* [Source material]:
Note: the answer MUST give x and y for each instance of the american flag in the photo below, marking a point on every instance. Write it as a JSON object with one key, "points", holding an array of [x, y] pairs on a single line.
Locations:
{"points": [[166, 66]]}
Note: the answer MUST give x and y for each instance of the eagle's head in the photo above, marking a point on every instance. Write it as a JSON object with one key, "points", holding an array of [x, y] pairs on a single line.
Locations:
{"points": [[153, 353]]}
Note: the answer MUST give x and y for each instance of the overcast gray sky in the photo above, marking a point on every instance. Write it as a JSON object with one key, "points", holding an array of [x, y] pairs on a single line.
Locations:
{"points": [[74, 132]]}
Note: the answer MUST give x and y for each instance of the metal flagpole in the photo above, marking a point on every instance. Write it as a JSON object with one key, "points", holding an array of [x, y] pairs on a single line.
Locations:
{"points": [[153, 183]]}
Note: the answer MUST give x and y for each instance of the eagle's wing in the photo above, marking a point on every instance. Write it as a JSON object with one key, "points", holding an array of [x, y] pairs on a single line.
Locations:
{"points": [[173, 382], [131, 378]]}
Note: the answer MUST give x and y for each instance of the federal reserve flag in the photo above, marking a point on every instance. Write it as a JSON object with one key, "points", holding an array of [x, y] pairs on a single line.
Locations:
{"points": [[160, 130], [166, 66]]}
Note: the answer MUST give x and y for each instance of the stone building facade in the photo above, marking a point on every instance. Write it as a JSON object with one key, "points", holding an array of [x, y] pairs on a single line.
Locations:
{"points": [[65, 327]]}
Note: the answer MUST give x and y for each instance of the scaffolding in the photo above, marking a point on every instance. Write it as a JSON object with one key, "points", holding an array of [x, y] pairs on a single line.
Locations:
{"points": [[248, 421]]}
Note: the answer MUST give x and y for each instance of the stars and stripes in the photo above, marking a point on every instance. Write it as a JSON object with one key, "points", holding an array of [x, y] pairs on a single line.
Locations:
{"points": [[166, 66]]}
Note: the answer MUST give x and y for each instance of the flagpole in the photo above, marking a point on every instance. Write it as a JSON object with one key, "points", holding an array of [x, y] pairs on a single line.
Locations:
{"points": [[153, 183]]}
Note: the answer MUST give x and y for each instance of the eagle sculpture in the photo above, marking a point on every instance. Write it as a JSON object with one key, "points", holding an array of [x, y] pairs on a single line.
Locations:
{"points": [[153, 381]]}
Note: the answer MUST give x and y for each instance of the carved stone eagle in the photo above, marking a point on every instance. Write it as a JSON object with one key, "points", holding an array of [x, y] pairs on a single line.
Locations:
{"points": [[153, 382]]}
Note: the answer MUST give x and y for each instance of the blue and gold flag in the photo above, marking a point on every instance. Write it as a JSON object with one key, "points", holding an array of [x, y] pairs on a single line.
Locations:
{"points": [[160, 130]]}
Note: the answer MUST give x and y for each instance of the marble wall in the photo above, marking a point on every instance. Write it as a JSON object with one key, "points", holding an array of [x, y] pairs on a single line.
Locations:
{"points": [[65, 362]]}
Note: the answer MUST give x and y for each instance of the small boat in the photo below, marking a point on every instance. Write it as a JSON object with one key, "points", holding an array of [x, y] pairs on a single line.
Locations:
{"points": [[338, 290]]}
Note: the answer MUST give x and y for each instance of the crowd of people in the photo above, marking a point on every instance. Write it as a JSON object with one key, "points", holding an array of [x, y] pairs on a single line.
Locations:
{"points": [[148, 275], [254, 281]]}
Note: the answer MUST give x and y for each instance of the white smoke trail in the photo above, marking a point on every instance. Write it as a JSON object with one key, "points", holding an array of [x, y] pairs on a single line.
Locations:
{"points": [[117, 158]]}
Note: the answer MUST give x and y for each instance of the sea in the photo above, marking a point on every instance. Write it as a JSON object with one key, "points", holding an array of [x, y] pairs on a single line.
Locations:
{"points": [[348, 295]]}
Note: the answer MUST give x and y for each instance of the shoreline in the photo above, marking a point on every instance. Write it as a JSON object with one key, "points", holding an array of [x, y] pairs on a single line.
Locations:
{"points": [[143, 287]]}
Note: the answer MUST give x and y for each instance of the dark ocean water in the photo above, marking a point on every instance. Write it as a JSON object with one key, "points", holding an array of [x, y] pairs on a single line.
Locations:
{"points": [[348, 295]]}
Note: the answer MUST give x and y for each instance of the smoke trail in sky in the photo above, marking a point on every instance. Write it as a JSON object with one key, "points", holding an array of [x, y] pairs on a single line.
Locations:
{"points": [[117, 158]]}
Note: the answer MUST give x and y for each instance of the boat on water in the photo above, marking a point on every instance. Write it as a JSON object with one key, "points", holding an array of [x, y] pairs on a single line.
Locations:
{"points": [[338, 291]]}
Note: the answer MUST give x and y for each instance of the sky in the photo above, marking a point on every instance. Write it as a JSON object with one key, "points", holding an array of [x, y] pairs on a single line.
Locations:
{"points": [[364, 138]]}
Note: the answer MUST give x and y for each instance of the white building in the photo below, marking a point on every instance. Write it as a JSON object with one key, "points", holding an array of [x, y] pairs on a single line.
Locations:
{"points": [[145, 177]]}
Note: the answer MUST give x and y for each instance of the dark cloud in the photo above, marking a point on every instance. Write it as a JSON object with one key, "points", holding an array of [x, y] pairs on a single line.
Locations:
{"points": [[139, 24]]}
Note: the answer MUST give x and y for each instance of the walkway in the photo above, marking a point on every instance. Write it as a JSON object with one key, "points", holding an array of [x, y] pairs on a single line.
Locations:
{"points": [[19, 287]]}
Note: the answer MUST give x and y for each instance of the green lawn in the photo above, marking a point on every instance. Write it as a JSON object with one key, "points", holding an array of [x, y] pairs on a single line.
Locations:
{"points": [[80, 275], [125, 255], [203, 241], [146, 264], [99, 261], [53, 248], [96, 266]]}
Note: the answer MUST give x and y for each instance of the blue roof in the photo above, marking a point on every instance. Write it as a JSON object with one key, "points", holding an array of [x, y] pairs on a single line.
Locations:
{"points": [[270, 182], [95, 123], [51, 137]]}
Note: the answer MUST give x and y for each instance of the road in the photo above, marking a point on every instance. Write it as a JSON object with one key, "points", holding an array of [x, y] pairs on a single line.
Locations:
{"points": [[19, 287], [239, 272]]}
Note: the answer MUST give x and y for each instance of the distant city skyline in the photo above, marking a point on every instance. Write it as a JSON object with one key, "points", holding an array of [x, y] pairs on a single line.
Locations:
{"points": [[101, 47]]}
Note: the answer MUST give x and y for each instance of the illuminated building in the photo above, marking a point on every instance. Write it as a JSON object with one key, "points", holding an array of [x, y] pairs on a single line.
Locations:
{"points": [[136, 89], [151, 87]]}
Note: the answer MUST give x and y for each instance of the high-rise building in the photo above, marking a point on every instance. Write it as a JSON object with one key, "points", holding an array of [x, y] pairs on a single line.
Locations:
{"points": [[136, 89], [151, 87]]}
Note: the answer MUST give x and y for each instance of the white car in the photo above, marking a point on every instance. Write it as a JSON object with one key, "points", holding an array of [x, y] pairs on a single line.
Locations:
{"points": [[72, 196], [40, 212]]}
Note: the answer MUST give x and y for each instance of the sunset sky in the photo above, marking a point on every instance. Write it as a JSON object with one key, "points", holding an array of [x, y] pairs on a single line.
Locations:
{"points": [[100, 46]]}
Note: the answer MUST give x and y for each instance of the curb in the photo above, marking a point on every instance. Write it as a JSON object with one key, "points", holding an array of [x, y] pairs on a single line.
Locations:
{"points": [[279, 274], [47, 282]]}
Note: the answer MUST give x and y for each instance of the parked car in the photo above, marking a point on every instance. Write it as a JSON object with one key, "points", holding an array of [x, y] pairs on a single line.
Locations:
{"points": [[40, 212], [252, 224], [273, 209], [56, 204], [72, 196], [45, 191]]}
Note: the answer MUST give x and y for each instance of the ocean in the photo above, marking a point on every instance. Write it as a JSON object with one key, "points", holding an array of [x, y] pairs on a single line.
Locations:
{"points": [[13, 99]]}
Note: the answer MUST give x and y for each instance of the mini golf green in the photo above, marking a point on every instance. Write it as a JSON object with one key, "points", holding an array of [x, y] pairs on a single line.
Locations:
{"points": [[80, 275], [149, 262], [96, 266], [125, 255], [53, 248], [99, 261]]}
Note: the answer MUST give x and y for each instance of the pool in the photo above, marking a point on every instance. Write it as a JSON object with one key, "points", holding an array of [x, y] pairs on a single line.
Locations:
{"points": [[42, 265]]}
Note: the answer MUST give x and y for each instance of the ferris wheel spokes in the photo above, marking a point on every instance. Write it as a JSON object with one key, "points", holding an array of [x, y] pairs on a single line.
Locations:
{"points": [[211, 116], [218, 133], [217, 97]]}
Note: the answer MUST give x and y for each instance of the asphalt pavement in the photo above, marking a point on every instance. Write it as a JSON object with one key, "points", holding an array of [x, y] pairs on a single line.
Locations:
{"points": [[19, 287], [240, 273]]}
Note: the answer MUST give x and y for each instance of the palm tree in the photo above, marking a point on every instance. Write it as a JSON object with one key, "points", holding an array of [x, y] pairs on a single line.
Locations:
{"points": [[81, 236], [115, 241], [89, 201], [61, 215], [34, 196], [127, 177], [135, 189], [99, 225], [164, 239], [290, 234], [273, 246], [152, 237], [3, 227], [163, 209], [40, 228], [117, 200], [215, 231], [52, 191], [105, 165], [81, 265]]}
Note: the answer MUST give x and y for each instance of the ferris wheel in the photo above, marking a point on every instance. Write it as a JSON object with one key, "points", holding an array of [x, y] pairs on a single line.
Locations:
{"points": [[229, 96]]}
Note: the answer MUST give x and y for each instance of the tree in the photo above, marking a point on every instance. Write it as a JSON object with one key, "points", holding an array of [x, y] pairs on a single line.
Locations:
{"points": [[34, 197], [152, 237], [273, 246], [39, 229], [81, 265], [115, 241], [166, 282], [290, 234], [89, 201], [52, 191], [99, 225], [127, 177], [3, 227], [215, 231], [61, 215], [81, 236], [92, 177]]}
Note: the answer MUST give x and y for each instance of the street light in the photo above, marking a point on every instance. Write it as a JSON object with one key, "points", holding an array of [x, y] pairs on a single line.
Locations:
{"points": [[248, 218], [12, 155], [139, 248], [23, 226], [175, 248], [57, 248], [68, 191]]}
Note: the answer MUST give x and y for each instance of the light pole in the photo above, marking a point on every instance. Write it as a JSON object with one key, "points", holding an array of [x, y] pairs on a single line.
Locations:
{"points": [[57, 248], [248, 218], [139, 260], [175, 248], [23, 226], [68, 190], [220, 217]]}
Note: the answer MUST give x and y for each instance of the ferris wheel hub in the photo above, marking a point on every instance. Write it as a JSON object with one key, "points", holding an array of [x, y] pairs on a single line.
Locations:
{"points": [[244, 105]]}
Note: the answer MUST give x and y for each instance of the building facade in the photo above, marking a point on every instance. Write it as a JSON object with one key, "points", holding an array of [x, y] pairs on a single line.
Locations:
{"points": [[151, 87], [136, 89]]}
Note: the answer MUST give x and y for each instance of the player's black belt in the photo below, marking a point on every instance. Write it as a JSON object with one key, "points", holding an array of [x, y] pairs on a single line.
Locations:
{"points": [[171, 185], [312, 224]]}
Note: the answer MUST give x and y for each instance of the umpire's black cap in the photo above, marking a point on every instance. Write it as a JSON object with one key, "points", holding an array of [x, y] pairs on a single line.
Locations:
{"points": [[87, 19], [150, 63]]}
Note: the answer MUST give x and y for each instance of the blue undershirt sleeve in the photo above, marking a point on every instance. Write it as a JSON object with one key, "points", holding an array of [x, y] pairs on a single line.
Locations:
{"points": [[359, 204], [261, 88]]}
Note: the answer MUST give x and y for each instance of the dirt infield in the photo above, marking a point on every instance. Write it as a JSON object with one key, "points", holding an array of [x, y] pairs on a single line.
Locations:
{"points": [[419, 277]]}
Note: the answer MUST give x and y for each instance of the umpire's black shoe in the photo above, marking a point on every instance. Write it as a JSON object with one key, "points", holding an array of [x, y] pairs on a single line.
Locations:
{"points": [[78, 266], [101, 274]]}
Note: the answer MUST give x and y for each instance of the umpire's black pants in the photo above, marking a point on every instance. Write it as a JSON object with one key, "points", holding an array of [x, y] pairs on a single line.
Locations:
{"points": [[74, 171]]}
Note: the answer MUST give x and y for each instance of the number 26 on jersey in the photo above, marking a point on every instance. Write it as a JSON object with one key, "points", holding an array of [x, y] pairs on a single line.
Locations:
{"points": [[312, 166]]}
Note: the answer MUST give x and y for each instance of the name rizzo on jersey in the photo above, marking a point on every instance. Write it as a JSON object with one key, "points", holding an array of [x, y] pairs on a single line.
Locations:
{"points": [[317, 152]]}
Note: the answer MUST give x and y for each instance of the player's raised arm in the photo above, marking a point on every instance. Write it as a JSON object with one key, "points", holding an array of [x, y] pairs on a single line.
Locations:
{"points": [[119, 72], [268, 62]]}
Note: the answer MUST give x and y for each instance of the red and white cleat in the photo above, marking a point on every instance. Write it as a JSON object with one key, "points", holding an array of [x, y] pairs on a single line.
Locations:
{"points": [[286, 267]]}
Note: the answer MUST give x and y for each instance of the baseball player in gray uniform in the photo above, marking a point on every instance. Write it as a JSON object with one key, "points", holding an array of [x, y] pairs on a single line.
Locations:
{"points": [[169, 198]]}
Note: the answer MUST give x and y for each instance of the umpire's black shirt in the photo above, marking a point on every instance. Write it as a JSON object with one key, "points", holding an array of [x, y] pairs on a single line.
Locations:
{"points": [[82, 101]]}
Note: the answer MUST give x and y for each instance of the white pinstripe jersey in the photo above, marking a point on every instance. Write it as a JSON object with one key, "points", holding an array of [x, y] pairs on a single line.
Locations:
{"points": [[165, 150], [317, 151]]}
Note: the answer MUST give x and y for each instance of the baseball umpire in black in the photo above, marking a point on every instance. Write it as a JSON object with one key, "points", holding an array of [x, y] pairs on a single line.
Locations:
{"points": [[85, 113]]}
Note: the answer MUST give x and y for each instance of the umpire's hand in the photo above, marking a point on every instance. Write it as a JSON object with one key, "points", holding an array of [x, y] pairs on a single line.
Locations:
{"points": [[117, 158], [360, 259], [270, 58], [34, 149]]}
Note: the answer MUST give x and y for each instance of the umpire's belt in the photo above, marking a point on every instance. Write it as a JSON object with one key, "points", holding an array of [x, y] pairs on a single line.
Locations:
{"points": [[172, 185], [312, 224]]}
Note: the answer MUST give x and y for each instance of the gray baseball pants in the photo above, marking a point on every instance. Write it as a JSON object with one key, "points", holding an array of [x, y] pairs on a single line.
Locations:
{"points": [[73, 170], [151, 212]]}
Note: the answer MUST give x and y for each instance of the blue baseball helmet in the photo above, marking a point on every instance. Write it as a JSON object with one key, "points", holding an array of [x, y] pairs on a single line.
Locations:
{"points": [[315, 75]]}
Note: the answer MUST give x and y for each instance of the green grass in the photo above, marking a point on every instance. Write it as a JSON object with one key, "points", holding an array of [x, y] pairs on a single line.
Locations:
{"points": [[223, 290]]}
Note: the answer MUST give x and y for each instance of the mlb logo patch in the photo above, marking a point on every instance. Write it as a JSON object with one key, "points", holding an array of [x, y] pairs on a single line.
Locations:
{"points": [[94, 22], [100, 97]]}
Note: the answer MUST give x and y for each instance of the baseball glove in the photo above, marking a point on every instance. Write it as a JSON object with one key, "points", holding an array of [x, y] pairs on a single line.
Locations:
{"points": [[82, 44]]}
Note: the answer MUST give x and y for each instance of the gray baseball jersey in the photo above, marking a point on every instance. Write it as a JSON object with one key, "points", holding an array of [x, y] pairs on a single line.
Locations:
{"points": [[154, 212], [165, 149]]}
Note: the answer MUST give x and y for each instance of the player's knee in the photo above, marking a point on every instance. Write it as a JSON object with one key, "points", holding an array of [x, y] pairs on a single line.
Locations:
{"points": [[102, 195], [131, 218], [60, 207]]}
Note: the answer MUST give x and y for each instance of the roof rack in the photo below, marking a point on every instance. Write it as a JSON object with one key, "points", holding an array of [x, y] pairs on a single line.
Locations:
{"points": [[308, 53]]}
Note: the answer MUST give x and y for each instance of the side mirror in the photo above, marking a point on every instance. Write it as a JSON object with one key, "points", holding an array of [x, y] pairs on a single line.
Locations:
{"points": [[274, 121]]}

* [About this task]: Using the entries above, find all lines with "roof". Copy them.

* [Answer]:
Note: the answer MUST give x and y for each instance of the blue roof in the photo above, marking a point on every instance. Write it as a JSON object with one key, "points", holding an array of [x, y] pairs on a single line.
Note: the answer MUST give x and y for each instance of the roof rack in the photo below, marking a point on every instance. Write it as a JSON object with one key, "points", holding an array of [x, y] pairs on a single line.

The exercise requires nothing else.